That helps to explain the differential rates in different countries. I am trying to draw out the significant increase since this Bill was first referred to in the pre-Budget report, to show that the markets have no faith in it as a means of trying to reduce the public finance black hole the country finds itself in.
The third measure is credit default swaps, which take out the currency risk because they indicate the premium this country would have to pay should it raise debt in other currencies. Here again, the issue is stark. The UK credit default swap rate today is 83 basis points, up 12 since 1 December 2009, whereas in Germany the rate is only 26 basis points and has risen by three since 1 December. We have had an increase of four times more than that in Germany, and we have a credit default rating twice that of the United States.
Where does that place the UK when competing for finance internationally to fund our deficit? A table helpfully produced by the House of Commons Library showing 2009 Government borrowing as a proportion of gross domestic product for OECD countries rates the UK as third worst. Only the economies of Iceland and Greece are in a more precarious position, and the country that is closest to the UK is Ireland. We have all seen what has happened to their borrowing costs and the stark action that has had to be taken by all three of those countries to bring their public finances under control. The UK sits right in the middle of that bunch.
Quite apart from the challenges of funding the Government's spending over the coming years, given the public finance position we are in, the other significant worry is the impact the increase in rates will have on the rest of the economy—the whole private sector, whose borrowing costs are also priced off the so-called risk-free sovereign rating. There is no question but that the volume of Government debt is not allowing private sector credit spreads to contract. The simplest indicator is the continued wide spread of new mortgages. It is not the supply of credit to the household sector that is so much of a problem, but the price. The Government need to recognise that their action in failing to get to grips with the state of the public finances is spilling over and restraining growth in the private sector of the economy that they are so keen to support.
The Government's credibility is the key to understanding whether the Bill has any prospect of achieving success. We have heard from many other speakers this evening that the Government have no credibility when it comes to forecasting either their debt levels or GDP growth. The track record for their debt forecasting was well demolished by my hon. Friend the shadow Chancellor. As he said so clearly, in every Budget or pre-Budget report from the Chancellor and his predecessor, there has been a claim for debt reduction over a four-year period—as envisaged in the Bill—yet not once has it been achieved.

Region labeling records
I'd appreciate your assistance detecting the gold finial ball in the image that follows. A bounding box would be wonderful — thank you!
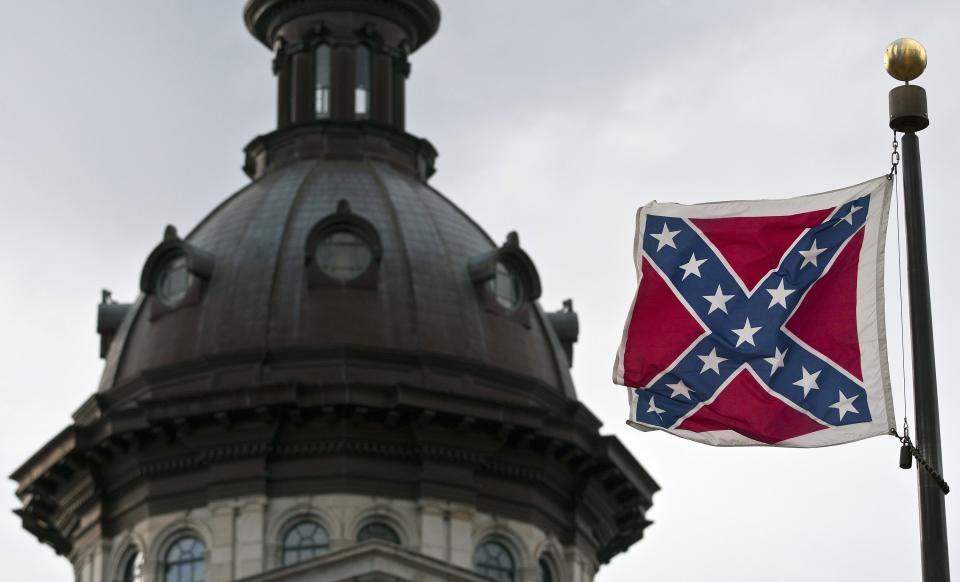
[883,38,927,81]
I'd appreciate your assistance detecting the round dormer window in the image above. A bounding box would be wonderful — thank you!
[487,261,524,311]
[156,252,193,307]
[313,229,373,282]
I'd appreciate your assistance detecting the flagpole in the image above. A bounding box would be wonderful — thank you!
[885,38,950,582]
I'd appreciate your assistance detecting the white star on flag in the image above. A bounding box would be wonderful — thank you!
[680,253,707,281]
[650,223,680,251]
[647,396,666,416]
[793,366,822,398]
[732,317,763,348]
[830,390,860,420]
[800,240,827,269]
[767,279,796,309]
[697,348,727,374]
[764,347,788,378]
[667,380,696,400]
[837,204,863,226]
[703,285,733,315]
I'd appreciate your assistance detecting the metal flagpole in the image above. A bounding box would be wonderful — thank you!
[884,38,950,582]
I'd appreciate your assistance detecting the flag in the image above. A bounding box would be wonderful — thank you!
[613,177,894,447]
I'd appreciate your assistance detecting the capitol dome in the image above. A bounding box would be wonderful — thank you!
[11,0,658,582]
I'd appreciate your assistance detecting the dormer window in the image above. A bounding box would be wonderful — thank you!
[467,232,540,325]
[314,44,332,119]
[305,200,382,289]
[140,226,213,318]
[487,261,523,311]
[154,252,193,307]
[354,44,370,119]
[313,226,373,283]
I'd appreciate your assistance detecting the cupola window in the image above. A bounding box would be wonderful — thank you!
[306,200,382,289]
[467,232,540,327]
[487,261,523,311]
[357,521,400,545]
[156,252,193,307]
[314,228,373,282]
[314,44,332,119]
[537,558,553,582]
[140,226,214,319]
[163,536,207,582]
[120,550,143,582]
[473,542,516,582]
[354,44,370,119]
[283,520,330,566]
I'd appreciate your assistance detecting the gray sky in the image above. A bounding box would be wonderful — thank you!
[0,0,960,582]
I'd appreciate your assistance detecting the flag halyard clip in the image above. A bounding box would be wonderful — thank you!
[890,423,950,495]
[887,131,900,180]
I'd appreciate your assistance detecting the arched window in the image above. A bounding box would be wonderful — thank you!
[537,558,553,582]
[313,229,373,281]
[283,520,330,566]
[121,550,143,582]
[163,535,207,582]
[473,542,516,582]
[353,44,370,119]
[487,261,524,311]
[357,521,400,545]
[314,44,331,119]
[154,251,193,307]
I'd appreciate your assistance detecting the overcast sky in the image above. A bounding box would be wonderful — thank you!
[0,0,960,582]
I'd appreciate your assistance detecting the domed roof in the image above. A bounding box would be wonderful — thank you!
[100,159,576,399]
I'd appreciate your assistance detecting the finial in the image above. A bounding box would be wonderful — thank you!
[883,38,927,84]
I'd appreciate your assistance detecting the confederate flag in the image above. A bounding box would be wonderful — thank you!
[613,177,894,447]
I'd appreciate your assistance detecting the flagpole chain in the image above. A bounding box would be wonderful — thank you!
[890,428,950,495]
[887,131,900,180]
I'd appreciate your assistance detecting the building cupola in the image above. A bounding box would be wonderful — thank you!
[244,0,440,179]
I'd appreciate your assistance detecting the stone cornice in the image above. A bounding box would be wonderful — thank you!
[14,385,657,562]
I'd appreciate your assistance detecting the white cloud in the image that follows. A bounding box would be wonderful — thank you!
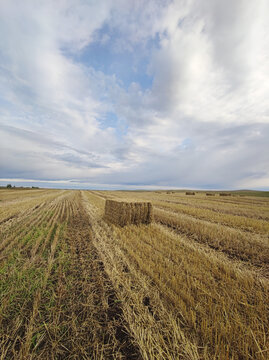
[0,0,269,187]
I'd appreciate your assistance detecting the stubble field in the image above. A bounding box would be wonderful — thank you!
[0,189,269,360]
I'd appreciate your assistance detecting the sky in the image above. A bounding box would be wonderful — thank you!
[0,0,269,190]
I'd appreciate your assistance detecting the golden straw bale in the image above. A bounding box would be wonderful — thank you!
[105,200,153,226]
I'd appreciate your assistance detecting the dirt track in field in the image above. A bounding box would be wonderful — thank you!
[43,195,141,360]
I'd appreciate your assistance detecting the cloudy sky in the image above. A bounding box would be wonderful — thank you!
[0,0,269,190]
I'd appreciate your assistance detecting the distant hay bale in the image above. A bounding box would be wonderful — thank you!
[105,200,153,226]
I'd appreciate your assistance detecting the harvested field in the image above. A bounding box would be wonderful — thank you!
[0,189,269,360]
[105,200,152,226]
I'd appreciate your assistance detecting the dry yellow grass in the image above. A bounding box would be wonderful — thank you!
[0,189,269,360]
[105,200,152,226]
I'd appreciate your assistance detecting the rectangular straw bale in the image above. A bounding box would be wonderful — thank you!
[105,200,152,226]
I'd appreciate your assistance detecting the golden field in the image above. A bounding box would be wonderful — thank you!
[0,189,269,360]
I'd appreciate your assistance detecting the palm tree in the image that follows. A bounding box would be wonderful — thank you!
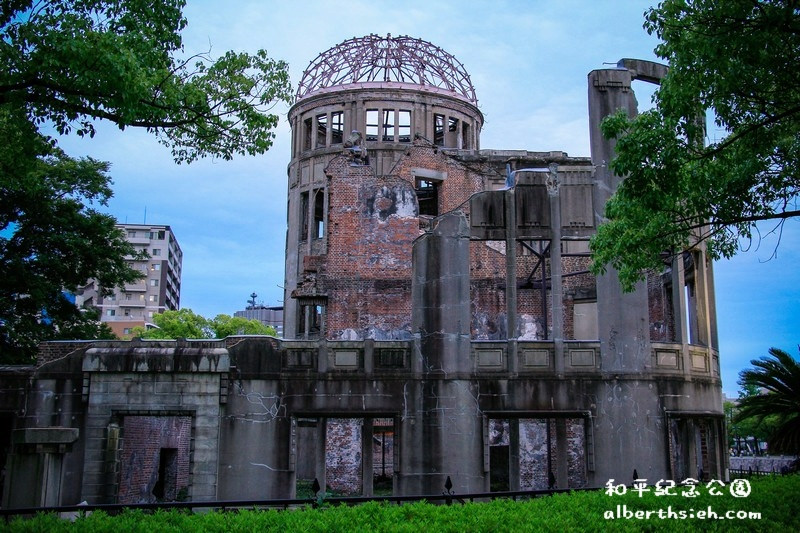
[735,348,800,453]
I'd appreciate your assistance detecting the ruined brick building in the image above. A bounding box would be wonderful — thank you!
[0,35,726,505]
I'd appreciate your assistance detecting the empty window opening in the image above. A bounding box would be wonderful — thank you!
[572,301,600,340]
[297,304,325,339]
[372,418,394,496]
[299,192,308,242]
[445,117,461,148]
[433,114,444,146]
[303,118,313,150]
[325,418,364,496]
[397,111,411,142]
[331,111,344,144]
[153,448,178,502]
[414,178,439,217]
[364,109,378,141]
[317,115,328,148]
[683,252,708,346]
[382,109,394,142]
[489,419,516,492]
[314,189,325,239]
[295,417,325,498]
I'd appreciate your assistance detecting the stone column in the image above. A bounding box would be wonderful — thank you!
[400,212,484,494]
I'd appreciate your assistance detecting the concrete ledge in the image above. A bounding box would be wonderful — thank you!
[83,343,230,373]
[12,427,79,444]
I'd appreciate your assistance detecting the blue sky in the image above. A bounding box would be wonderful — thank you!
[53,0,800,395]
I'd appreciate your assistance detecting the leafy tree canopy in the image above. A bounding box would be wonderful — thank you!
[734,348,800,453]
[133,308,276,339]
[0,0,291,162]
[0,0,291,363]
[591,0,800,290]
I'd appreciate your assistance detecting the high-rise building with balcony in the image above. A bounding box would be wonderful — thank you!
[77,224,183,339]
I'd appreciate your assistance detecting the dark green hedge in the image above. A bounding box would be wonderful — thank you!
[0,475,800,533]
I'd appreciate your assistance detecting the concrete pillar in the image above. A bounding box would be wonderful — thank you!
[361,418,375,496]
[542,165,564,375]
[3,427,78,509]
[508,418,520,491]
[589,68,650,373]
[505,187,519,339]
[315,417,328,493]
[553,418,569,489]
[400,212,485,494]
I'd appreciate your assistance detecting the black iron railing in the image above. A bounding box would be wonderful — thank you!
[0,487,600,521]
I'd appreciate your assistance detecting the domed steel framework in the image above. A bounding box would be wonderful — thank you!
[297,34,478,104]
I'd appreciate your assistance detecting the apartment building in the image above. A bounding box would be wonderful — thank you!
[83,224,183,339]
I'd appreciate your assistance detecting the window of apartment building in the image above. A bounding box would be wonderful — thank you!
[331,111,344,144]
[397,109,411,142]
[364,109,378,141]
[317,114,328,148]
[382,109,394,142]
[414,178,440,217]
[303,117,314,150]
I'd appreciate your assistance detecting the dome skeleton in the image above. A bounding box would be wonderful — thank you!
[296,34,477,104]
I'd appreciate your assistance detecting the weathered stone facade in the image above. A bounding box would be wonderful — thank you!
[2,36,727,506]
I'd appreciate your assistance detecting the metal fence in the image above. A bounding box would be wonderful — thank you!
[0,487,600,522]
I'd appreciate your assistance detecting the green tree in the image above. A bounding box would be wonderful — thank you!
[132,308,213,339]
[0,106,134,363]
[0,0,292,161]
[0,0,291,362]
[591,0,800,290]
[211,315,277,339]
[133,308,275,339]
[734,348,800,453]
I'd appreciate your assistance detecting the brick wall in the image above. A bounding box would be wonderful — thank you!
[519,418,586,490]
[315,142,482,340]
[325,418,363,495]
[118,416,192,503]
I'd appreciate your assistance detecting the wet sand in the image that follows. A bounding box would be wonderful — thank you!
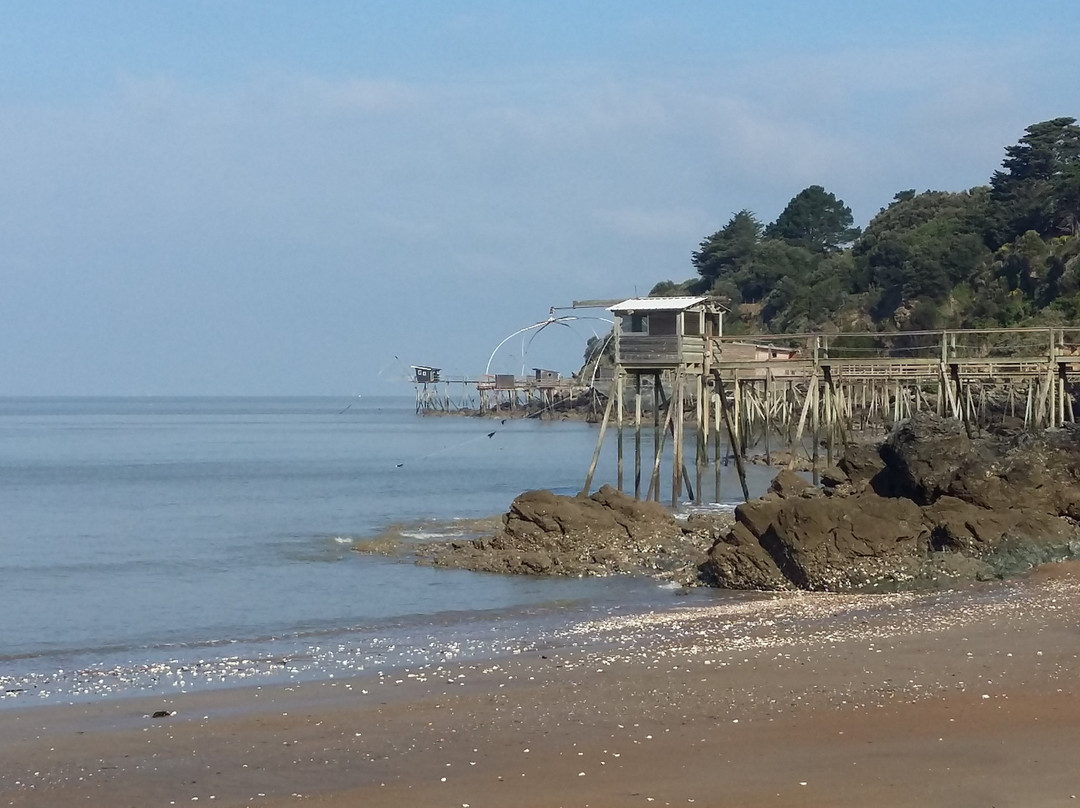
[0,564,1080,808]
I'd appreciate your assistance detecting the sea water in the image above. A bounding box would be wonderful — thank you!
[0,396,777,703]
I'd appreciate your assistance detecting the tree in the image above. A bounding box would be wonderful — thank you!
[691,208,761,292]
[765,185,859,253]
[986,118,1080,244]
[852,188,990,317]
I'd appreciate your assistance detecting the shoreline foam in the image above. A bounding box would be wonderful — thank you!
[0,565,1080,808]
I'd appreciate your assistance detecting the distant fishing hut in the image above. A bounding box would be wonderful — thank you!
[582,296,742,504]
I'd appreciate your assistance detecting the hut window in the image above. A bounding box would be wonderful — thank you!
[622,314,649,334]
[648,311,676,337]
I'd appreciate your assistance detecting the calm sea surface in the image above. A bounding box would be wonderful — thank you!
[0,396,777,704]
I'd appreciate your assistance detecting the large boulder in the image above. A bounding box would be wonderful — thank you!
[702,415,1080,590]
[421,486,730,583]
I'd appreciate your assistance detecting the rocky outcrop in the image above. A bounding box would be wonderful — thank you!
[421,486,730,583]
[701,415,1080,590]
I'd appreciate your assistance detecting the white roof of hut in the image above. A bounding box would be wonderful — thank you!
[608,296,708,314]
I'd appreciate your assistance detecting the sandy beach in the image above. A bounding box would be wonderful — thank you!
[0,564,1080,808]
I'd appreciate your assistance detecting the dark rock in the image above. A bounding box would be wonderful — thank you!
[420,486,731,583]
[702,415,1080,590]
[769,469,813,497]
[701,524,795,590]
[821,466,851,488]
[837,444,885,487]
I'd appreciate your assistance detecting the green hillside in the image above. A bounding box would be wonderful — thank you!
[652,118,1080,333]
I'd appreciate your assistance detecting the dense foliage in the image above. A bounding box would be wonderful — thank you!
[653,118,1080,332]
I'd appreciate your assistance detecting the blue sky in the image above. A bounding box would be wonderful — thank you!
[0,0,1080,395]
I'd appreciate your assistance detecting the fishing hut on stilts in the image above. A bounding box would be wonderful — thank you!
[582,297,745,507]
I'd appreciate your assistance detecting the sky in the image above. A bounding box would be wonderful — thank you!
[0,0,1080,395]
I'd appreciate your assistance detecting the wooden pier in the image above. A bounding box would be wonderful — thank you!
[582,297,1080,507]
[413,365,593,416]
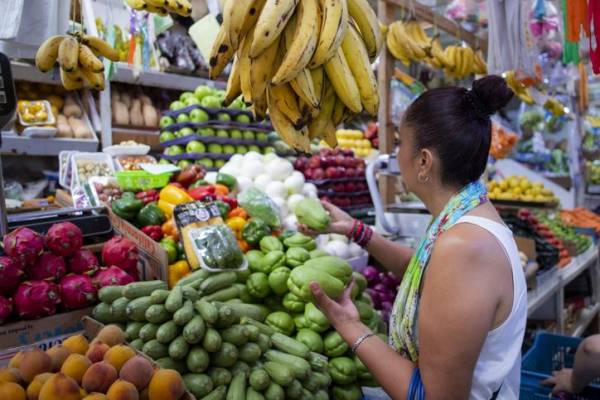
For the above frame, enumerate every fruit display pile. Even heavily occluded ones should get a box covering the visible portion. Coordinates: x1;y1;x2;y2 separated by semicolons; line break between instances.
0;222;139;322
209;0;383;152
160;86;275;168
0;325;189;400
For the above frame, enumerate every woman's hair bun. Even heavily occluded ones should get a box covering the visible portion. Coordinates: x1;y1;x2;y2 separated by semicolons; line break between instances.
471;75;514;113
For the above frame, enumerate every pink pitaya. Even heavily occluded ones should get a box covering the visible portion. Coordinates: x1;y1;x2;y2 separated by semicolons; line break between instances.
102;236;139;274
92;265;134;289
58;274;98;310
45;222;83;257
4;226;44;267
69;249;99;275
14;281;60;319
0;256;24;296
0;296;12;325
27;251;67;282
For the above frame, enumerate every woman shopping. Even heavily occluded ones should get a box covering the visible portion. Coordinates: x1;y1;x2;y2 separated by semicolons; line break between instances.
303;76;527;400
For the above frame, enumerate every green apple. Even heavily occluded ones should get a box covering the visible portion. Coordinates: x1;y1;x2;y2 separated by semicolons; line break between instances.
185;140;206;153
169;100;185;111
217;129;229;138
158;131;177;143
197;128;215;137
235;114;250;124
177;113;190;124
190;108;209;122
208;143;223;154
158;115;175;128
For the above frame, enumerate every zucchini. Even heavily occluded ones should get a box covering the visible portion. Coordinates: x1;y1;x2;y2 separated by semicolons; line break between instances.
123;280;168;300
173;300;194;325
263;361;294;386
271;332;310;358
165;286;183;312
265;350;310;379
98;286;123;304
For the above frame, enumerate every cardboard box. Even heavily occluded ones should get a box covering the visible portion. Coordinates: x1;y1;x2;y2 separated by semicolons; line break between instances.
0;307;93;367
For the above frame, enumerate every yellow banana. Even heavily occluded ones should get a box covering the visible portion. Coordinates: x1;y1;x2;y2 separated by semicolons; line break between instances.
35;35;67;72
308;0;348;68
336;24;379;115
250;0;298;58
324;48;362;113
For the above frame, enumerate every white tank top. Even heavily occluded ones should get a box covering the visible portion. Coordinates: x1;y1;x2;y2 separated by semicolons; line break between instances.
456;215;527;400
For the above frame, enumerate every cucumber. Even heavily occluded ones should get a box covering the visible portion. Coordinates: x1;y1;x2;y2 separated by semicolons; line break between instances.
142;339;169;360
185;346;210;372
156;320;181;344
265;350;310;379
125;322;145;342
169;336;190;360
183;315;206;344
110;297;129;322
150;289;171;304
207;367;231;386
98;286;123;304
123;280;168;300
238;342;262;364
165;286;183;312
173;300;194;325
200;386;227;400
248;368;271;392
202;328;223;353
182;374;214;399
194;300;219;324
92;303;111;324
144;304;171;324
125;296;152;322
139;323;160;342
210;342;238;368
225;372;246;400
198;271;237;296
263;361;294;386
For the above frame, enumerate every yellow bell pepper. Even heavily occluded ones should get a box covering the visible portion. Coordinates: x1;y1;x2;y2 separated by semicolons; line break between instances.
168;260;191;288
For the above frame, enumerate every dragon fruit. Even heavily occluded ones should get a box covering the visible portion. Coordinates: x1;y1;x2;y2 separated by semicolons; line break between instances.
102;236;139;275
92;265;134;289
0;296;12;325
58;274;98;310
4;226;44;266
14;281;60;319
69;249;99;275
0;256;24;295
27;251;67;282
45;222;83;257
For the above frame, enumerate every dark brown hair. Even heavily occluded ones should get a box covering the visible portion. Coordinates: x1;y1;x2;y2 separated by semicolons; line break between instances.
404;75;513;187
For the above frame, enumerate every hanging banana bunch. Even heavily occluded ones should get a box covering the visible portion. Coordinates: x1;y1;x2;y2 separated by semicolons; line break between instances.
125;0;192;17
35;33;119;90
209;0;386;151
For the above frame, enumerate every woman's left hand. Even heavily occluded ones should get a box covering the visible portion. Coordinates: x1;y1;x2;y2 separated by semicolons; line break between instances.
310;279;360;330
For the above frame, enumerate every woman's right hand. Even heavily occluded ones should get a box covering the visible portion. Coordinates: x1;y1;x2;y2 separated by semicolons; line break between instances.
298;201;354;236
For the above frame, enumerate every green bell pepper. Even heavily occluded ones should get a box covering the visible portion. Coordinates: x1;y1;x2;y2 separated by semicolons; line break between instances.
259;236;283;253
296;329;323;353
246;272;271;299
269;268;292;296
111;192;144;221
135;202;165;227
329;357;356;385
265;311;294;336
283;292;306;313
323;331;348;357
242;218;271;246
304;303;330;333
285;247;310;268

Tasks and exercises
1 - According to the speech on public borrowing, what is the UK credit default swap rate today?
2 - Set down everything in the speech on public borrowing from "That helps to" down to "finds itself in.".
3 - Pick up the speech on public borrowing after its final sentence and carry it on.
The listing comes from a separate source.

Answers to the tasks
1 - 83 basis points

2 -
That helps to explain the differential rates in different countries. I am trying to draw out the significant increase since this Bill was first referred to in the pre-Budget report, to show that the markets have no faith in it as a means of trying to reduce the public finance black hole the country finds itself in.

3 -
On the forecasting track record for GDP growth, the pre-Budget report assumes, first, that the economy will recover in a more dramatic fashion than we have experienced in any previous recession. Secondly, it assumes a consistency in growth rates that is unprecedented on two counts. It assumes a 3.25 per cent. increase in GDP for the four years starting next year. This is not only above the trend rate that the Government have presided over throughout the past 13 years, but it is a greater and more sustained increase than in any comparable four-year period of the Blair/Brown chancellorship. One can only assume that those forecasts were optimistic.
My final point on the credibility of the Government in their approach to the Bill relates to their actions. The Bill does nothing to restore faith in the Government's competence in administering the economy or to restore faith in the Treasury's competence. Let us take a recent example of Treasury competence to see whether the current Treasury team are the right people to monitor the reductions in the deficit envisaged in the Bill. Let us take the issue of the bank bonuses.
At the time of the pre-Budget report, the Government announced that they wished to get a grip on bank bonuses. Their objective, which was widely shared across the House, was to extend the period of deferral of bonuses to bank executives in particular, to ensure that they were not motivated to bet the bank's balance sheet, to put it crudely. Let us take as an example the largest financial institution over which the Government have some direct influence—the Royal Bank of Scotland, where the taxpayer is the largest shareholder.
The Government have proposed a bonus scheme for executives at the Royal Bank of Scotland that envisages payments over a three-year period—50 per cent. in year one, 25 per cent. one year later, and 25 per cent. a year after that. That is, broadly speaking, more generous than the current market norm, where deferred bonuses are typically paid equally in three instalments, rather than loaded to year one. Leaving that criticism aside, the other issue that the Government have completely failed to take into account when considering introducing a deferral scheme to Royal Bank of Scotland is that a large proportion of the senior executives at RBS who are transacting in the markets and who are therefore eligible for bonuses are former ABN bankers—the very bank that got RBS into the perilous state that it is in.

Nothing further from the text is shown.